START PASSAGE TO READ

The spring of 2022 saw a spike in activity of Bumblebee loader, a recent threat that has garnered a lot of attention due to its many links to several well-known malware families. In this piece we outline the conclusions of our research into this piece of malware:
Bumblebee is in constant evolution, which is best demonstrated by the fact that the loader system has undergone a radical change twice in the range of a few days — first from the use of ISO format files to VHD format files containing a powershell script, then back again.
Changes in the behavior of Bumblebee’s servers that occurred around June 2022 indicate that the attackers may have shifted their focus from extensive testing of their malware to reach as many victims as possible.
Although the threat contains a field called group_name, it may not be a good indicator for clustering-related activity: samples with different group_name values have been exhibiting similar behavior, which may indicate a single actor operating many group_names. The same is not true for encryption keys: different encryption keys generally imply different behavior, as expected.
Bumblebee payloads vary greatly based on the type of victim. Infected standalone computers will likely be hit with banking trojans or infostealers, whereas organizational networks can expect to be hit with more advanced post-exploitation tools such as CobaltStrike.
The Bumblebee loader usually comes in the form of a DLL-like binary packed with a custom packer. The method by which this DLL is delivered seems to be subject to change on the whims of the threat’s adventurous developers: while the prevailing method is to embed the packed DLL directly inside another file (usually an ISO), during a short stint in June the malware’s operators experimented with using VHD files that executed PowerShell downloading and decrypting the packed DLL itself (packed with a very different packer), as documented by Deep Instinct. This trend seems to have died out and now the DLL can be found directly embedded in the 1st-stage file again, whether an ISO or a VHD.
Once unpacked, Bumblebee will perform checks to avoid being executed in sandboxing or analyst environments; most of the code responsible for this is open source, lifted directly from the Al-Khaser project. If these checks pass, Bumblebee proceeds to load its configuration into memory. This is done by loading four pointers from its .data section which point to four different buffers in a contiguous encrypted configuration struct. The first of these points to an 80-byte section that stores an RC4 ascii key (much shorter in all cases we’ve observed). The other three pointers point to two 80-byte sections and a 1024-byte section, all of which contain data that is then decrypted using the above-mentioned RC4 key.

END PASSAGE TO READ

> **TASK GOAL**:
Condense the paragraph of the passage on Bumblebee loader that begins "The Bumblebee loader usually comes" into a brief list of its main facts.

START EXERCISE DATA

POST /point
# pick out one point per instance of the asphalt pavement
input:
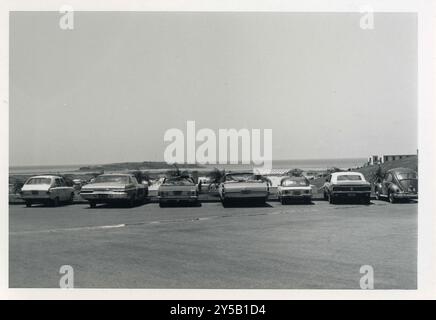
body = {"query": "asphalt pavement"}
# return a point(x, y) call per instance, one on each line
point(317, 246)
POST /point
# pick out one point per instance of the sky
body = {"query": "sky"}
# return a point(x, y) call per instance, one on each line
point(108, 90)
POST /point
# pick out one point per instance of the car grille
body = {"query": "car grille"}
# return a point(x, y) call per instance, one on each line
point(352, 188)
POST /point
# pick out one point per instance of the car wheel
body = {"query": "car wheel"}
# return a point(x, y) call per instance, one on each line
point(377, 194)
point(366, 200)
point(55, 202)
point(332, 199)
point(132, 201)
point(392, 198)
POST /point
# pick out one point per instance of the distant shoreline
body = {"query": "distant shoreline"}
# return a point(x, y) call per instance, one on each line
point(304, 164)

END EXERCISE DATA

> **RESPONSE TO THIS EXERCISE**:
- The loader usually comes as a DLL-like binary packed with a custom packer.
- The delivery method seems to change at the developers' whims. The prevailing method embeds the packed DLL directly inside another file, usually an ISO.
- During a short stint in June, the operators experimented with VHD files that executed PowerShell to download and decrypt the packed DLL. That DLL was packed with a very different packer, as documented by Deep Instinct.
- This trend seems to have died out. The DLL is again found directly embedded in the first-stage file, whether an ISO or a VHD.